▶ _Written request 1_:
In the discussion about author trading on Manifold markets, why does letting an author trade on a very objective question now seem to carry little downside?
▶ _Written request 2_:
In the discussion about author trading on Manifold markets, repeat the passage from "If Manifold becomes" up to and including "potential market creation.", word for word.

▶ _Extract_:
-- start --
So this would be an optional feature that a market creator could choose to use or not. I don’t think anyone is advocating for it to be mandatory in any case.
I see this as a helpful tool for market creators who want the ability to safely precommit to not have the temptation to bet in their own markets.
@Gabrielle Thanks for pointing that out. I would just note that if that is sufficient for @jack to resolve yes, then IMO the title of the post is pretty misleading insofar as that type of thing is not really about anyone being “allowed” to do anything and would not on its own be about “most markets.”
@Radicalia What Gabrielle said is indeed one of the possibilities I was suggesting. The idea is that each market clearly indicates whether author trading is allowed or not, and if most markets do not allow author trading then traders will tend to have a higher degree of trust in those, and can avoid markets that they trust less.
I think this is indeed a proposal that fits with the title. It is about what people are allowed to do - even if authors can choose which ruleset to opt in to, once set the rules are binding and communicated clearly, and that's important. And the hypothetical system under consideration would be assumed to apply to most markets for this question.
Ok, here's an update with my current thinking.
I still think it has a lot of very important upsides for increasing trust in resolution accuracy.
And I still think it has a very important downside of discouraging some authors from creating markets. I think many authors will still make markets, but it will decrease authorship significantly.
A recent development that is quite relevant is that Manifold has finally implemented the ability to undo wrong resolutions! https://manifold.markets/jack/will-it-be-possible-to-undochange-t#ADaZGoVhPXHhH3CQg98s. This means that at least for objective questions we no longer have to worry much about misresolutions and blatant fraud. Allowing the author to trade on a very objective question (e.g. Will Biden win reelection for President?) seems to be very low downside compared to the upside.
For subjective questions, I think removing author trading to reduce author bias and increase market trust in the author's decision is still very important, and I think having an option that authors are encouraged to use for subjective questions would be helpful. Not clear whether most markets are subjective or objective though or which way the default should go though. Glancing through the markets, it seems close-ish to a 50/50 split between objective vs subjective questions.
@jack I don’t think looking at author discouragement separately from increasing trust in Manifold. If I think about where Manifold is ten years from now, if it still exists then it will need to expand its user base by a lot (or completely pivot). I think that expanding is really limited by user trust right now.
There are a lot of users who sign up for an account and then stop using Manifold in less than a week (somewhere around 70% of new users), and my theory is that a lot of these are because they interacted markets that seemed “sketchy” and got discouraged and left. Maybe even a few left because they created markets and not many people invested (because people didn’t trust that the markets made by new users would be resolved correctly). And of course some of it is users that just get bored or decide they don’t care about Manifold, but I think a decent portion are discouraged by a vibe of “sketchy markets”.
If Manifold becomes much bigger, any decrease in authorship can be far outweighed by the number of new users, and I believe that the trade off with an optional switch is far more valuable to helping user retention than it will cost in potential market creation.
-- end --
▶ _Data listing_:
-- start --
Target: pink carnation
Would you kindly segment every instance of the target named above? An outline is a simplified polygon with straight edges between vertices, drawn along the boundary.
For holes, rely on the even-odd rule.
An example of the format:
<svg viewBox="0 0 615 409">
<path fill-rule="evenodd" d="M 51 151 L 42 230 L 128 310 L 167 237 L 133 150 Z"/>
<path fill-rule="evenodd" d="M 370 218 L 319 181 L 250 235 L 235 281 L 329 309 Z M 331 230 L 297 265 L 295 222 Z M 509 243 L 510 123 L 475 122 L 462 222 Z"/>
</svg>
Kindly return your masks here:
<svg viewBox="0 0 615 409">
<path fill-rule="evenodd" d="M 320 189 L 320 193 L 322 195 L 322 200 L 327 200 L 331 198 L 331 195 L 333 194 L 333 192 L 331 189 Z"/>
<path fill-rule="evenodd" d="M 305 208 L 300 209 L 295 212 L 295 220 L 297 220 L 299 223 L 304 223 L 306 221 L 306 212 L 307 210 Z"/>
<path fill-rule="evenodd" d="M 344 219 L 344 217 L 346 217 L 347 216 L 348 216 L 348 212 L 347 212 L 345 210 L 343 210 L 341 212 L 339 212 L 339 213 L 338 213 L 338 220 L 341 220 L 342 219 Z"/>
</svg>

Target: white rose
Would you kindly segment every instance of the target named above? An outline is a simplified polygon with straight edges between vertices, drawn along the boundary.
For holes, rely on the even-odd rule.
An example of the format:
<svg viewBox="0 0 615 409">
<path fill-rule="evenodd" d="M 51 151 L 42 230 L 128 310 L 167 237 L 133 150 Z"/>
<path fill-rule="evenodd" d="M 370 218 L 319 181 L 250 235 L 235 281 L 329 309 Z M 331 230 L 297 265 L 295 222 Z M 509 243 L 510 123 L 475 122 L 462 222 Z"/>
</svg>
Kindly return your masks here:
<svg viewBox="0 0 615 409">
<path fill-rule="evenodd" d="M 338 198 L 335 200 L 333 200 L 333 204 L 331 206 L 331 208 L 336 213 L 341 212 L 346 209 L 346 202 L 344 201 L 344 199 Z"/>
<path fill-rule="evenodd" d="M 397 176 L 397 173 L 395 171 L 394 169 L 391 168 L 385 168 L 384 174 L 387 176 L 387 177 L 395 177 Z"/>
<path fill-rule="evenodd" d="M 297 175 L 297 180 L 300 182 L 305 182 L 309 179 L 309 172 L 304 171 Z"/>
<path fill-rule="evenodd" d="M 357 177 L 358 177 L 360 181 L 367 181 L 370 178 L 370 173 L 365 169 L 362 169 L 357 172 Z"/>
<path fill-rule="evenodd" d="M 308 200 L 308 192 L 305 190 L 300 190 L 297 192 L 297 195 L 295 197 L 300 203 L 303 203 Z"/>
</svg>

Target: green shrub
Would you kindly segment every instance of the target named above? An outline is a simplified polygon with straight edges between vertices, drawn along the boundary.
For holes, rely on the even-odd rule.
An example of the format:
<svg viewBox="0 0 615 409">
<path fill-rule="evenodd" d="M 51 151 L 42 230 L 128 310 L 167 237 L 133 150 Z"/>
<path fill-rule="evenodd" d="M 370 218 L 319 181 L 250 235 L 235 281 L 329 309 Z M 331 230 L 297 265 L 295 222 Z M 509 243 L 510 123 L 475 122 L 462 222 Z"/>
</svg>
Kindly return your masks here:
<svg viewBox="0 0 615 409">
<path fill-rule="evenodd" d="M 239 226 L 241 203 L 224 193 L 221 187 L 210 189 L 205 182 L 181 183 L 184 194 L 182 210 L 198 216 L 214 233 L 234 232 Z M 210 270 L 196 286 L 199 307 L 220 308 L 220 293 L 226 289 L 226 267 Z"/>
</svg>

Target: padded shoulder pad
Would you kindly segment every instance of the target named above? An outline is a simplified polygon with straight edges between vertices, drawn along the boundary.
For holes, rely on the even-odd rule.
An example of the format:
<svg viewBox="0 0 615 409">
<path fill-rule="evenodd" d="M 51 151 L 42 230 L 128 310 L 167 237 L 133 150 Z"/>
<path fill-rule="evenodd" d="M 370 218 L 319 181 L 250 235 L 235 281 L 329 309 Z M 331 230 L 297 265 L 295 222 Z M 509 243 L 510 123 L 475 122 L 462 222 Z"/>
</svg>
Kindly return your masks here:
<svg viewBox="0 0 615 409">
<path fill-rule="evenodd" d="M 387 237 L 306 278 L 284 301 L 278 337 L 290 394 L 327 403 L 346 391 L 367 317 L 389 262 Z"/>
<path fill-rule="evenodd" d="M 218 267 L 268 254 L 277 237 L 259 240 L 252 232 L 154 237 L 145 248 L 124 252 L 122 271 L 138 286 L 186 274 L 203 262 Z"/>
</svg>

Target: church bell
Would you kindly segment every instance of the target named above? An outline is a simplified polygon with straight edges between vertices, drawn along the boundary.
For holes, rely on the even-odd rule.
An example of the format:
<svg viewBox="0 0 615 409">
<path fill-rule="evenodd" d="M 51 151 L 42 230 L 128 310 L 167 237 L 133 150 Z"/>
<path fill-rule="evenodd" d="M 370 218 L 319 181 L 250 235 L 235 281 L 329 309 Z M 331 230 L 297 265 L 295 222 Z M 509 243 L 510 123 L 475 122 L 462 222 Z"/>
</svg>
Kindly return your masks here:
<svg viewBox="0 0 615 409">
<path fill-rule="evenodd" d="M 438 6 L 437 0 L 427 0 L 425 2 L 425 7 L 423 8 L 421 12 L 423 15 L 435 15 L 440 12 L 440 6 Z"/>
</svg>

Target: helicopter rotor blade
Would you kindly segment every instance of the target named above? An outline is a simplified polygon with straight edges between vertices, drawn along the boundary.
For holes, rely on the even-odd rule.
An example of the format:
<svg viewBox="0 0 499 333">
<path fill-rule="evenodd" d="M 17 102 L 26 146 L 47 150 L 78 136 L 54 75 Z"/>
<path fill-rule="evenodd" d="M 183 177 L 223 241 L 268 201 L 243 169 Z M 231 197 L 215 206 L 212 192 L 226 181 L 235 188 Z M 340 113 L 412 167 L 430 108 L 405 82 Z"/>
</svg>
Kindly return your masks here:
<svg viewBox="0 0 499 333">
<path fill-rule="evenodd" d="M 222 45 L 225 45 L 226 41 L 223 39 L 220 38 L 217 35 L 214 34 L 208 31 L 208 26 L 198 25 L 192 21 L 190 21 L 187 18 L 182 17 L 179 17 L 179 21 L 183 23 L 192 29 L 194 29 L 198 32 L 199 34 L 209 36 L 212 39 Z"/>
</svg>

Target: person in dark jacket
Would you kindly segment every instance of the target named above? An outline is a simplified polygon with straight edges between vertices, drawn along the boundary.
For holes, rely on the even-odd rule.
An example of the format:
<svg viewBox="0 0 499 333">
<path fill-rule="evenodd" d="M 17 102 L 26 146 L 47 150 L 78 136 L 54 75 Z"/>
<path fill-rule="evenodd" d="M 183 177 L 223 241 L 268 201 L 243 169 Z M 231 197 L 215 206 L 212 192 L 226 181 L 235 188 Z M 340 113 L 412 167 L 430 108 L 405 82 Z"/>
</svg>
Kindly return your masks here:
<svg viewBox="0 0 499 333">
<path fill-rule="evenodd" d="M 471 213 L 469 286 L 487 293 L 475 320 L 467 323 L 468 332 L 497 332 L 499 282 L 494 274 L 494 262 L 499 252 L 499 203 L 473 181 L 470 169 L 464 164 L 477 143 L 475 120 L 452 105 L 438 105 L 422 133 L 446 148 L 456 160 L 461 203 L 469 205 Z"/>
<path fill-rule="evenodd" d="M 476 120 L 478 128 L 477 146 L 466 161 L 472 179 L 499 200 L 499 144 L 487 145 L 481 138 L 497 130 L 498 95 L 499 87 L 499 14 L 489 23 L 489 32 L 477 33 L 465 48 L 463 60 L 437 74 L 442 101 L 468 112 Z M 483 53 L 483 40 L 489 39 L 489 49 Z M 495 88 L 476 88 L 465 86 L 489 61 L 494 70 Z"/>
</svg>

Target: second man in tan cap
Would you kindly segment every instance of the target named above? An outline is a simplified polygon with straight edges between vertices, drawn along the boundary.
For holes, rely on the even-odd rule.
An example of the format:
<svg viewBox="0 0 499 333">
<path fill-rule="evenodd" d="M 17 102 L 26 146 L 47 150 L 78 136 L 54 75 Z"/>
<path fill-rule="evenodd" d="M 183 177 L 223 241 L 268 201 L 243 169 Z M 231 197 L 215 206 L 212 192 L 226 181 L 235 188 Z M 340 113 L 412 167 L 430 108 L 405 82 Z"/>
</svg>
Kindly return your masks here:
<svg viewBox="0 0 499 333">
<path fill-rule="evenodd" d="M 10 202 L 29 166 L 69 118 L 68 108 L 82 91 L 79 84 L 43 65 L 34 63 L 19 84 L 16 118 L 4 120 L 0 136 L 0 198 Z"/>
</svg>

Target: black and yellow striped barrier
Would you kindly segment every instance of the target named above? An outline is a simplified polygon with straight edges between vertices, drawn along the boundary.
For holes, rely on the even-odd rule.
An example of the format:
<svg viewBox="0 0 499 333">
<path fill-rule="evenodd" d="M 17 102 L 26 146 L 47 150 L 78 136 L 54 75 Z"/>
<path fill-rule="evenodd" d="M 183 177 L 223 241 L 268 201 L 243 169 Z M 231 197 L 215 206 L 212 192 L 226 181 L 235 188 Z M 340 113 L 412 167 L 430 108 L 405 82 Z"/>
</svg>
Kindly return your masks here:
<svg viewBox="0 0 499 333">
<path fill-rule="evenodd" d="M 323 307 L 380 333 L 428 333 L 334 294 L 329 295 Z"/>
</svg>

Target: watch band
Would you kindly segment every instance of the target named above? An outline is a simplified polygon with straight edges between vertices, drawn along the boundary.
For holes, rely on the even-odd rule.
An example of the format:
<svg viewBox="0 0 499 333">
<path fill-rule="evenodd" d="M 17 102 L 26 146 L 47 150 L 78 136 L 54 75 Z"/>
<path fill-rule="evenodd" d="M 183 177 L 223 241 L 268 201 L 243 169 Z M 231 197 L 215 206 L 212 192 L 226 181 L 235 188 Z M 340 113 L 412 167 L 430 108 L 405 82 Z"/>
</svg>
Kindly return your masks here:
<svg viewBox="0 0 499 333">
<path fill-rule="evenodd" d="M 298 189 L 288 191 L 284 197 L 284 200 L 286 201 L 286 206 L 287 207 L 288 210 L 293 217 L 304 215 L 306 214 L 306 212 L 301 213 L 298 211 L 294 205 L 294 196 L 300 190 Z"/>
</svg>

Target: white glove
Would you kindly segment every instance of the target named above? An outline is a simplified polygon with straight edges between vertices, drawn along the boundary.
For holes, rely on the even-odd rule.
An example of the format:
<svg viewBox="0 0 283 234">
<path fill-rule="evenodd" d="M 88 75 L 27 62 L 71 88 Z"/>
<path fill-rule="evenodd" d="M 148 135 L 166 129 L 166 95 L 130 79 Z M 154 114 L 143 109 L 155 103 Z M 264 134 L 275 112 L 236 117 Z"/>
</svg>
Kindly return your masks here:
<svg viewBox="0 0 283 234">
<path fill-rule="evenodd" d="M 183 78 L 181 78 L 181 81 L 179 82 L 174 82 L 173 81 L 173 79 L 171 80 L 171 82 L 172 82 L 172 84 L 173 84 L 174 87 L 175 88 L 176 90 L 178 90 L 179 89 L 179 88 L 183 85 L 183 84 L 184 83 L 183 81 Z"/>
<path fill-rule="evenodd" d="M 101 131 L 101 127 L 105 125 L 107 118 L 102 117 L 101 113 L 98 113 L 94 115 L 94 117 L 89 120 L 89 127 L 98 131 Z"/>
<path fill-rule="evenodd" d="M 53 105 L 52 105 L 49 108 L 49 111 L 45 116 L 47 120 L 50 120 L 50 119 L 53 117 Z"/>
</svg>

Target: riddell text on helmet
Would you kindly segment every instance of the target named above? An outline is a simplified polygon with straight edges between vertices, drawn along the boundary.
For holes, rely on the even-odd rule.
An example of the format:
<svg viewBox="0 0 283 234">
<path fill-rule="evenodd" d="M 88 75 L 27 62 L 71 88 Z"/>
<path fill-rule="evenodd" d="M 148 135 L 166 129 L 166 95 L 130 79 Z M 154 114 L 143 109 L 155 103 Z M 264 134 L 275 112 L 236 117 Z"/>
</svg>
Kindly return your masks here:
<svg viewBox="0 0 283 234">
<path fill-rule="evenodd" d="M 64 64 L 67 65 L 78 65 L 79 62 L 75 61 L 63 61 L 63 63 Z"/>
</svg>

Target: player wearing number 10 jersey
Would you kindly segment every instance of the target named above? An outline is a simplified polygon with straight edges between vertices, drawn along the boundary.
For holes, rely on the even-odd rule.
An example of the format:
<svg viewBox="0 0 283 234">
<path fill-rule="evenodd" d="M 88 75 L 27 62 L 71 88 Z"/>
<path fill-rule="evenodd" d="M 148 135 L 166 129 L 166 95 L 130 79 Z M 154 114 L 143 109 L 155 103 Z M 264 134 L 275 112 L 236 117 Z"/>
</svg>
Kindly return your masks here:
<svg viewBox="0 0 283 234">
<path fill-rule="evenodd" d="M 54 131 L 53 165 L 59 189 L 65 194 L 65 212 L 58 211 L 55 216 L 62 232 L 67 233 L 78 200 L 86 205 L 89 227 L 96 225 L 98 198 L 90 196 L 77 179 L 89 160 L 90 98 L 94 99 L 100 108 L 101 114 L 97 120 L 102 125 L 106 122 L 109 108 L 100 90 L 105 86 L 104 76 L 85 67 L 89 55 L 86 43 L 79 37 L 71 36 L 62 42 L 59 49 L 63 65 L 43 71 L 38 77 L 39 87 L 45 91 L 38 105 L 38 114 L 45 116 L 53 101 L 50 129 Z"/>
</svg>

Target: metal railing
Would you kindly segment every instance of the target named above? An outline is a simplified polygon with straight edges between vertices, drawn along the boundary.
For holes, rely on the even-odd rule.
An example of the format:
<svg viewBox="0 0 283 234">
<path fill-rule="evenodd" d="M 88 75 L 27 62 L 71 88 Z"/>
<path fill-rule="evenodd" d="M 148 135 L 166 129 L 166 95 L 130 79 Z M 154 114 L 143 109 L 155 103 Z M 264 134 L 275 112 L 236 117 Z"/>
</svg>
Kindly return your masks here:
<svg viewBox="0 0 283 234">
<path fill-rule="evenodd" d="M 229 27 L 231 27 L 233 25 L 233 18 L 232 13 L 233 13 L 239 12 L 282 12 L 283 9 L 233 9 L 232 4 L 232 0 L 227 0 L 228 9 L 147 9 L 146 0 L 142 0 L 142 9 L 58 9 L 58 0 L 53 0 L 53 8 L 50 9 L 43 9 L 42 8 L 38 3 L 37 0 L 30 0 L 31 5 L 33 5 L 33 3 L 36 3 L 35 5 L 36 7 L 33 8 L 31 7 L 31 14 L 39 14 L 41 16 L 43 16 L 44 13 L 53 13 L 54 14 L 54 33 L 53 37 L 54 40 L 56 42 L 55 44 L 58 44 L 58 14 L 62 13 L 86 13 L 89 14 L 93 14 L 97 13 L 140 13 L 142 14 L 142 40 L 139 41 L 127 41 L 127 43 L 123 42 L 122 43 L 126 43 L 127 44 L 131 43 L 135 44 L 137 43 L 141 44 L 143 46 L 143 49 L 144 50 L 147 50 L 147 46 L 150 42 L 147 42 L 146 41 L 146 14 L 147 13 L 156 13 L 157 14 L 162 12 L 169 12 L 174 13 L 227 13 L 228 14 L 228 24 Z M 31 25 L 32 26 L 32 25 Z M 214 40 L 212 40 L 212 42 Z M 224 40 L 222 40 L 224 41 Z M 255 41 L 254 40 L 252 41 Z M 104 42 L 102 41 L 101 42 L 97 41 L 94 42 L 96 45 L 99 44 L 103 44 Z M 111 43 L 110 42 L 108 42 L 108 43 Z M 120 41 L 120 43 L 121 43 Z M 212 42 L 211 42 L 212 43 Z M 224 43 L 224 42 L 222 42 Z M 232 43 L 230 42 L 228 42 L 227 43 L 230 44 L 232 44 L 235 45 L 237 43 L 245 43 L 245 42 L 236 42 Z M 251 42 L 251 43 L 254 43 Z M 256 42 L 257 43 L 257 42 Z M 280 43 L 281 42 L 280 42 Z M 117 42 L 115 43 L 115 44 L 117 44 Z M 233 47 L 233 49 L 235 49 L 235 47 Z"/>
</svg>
-- end --
▶ _Answer 1_:
Manifold has implemented the ability to undo wrong resolutions. For objective questions, misresolutions and blatant fraud are therefore much less of a worry, so the downside of author trading there is very low compared to the upside.

▶ _Answer 2_:
If Manifold becomes much bigger, any decrease in authorship can be far outweighed by the number of new users, and I believe that the trade off with an optional switch is far more valuable to helping user retention than it will cost in potential market creation.